→ Exercise prompt: Set down the entries once more, exactly as given.

→ Provided information:
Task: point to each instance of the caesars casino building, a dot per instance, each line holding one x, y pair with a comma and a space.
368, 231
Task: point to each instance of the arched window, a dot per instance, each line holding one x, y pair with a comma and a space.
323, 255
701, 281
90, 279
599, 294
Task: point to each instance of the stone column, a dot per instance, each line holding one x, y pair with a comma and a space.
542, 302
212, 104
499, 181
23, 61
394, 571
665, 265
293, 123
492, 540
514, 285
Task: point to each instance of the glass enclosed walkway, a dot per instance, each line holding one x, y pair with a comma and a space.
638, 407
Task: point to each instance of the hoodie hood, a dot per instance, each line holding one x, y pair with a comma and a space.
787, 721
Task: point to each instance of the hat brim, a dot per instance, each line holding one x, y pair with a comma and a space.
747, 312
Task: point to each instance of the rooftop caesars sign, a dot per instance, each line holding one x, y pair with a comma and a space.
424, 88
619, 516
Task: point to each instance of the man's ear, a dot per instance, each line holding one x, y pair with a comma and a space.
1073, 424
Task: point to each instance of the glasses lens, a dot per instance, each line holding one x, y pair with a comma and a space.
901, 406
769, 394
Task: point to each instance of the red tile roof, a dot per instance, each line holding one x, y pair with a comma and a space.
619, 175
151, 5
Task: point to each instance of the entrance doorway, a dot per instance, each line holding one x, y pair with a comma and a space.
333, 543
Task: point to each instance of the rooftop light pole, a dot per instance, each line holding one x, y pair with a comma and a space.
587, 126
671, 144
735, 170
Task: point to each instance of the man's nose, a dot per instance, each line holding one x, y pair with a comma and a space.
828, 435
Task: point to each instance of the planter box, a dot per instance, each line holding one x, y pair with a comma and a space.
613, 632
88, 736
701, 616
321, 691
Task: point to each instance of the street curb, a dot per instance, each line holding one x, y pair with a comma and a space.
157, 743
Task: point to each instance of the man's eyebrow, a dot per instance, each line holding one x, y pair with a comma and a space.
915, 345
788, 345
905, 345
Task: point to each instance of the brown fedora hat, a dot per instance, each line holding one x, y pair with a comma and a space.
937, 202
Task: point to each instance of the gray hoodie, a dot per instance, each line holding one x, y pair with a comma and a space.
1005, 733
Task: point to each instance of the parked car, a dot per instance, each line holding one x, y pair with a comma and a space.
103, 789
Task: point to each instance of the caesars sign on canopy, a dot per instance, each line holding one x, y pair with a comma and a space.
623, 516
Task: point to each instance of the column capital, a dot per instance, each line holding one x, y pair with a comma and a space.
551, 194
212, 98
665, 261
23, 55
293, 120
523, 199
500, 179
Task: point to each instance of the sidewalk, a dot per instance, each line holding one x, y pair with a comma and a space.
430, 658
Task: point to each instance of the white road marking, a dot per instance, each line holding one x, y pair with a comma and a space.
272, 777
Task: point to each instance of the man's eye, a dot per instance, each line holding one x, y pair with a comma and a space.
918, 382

→ Solution for this task:
Task: point to each instance of the caesars casino building, a dot per instance, each line holding one x, y pair with a comma and a space.
368, 231
Task: point to each instance of the arched window, a dot per instance, each line holding one x, y pair with a comma and a space.
323, 255
701, 281
90, 279
599, 294
Task: point to each instance of the stone column, a dot per instance, each line holding one x, y pair with a comma and a space.
542, 302
212, 104
499, 181
23, 61
394, 571
665, 265
293, 123
492, 540
514, 285
Task: point to each instance of the glass enclosed walkway, a dot per instance, each line holding one x, y pair with a comma and a space.
638, 407
Task: point to each instance of the hoodie hood, a dot per instance, each line holding one x, y pair with a comma and a space.
787, 721
Task: point to each instance of the hat brim, a dot per instance, each line holding one x, y pair with a comma and a space.
747, 312
Task: point to each instance of the rooftop caesars sign, a dot per instance, each line holding one x, y pair with a comma and a space.
424, 88
619, 516
Task: point to each instance of the man's ear, a dot per instance, each line holding one x, y pair with a comma and a space.
1073, 424
Task: point to each instance of the glasses lens, a dot per instance, each line holding one x, y pair with a comma and a space.
901, 406
769, 394
Task: point to each instance of the red tile roof, a dot per instance, each line holding one x, y pair with a comma and a space.
619, 175
151, 5
Task: point to each instance of the entrance doorway, a dot per instance, each line holding one x, y pair with a comma and a space.
333, 543
Task: point to each instance of the rooftop light pole, a dot per instance, each line holding one x, y pair with a comma and a space.
587, 126
671, 144
735, 170
Task: point to each instance of the man's nose, a dot per instance, each line holding one x, y pair with a comma and a space.
828, 435
Task: point to each instance of the planter box, a dot per instance, each line holding one x, y pair with a comma and a space.
613, 632
88, 736
701, 616
321, 691
Task: point to each instance of the street curb, a dot per instance, each line holding one x, y pair with a comma and a space.
157, 743
Task: point to each instance of the man's eyebrow, a dot per instance, each line holding one x, y pair with a comma and a space.
915, 345
788, 345
905, 345
Task: point to each instance of the brown fedora hat, a dot per instance, each line holding one x, y pair with a comma and a space.
937, 202
Task: point to each instance of the gray hoodie, a dot per instance, each line holding one x, y pair with a comma and a space.
1005, 733
Task: point to each instance of the parked car, a dot per instance, each line holding one x, y pair with a comma and a space.
103, 789
Task: point to each instance of the caesars sign on canopy, a dot per instance, each line holding one x, y pair with a comma and a space.
623, 516
Task: point to each instance of the column capital, a dot per instance, each line holding one x, y pair with a comma and a space.
551, 194
212, 98
665, 261
23, 55
293, 120
523, 199
500, 179
Task: point to each instance of the sidewalk, a dot per instance, each line holding one x, y pair with a comma and a space.
430, 658
Task: point to each instance of the white road marking, a dot per instance, each line holding one x, y pair with a comma and a space.
272, 777
Task: point to each instance of the man's eye, a dot per instance, each line holding one x, y pair with a comma and a space.
918, 382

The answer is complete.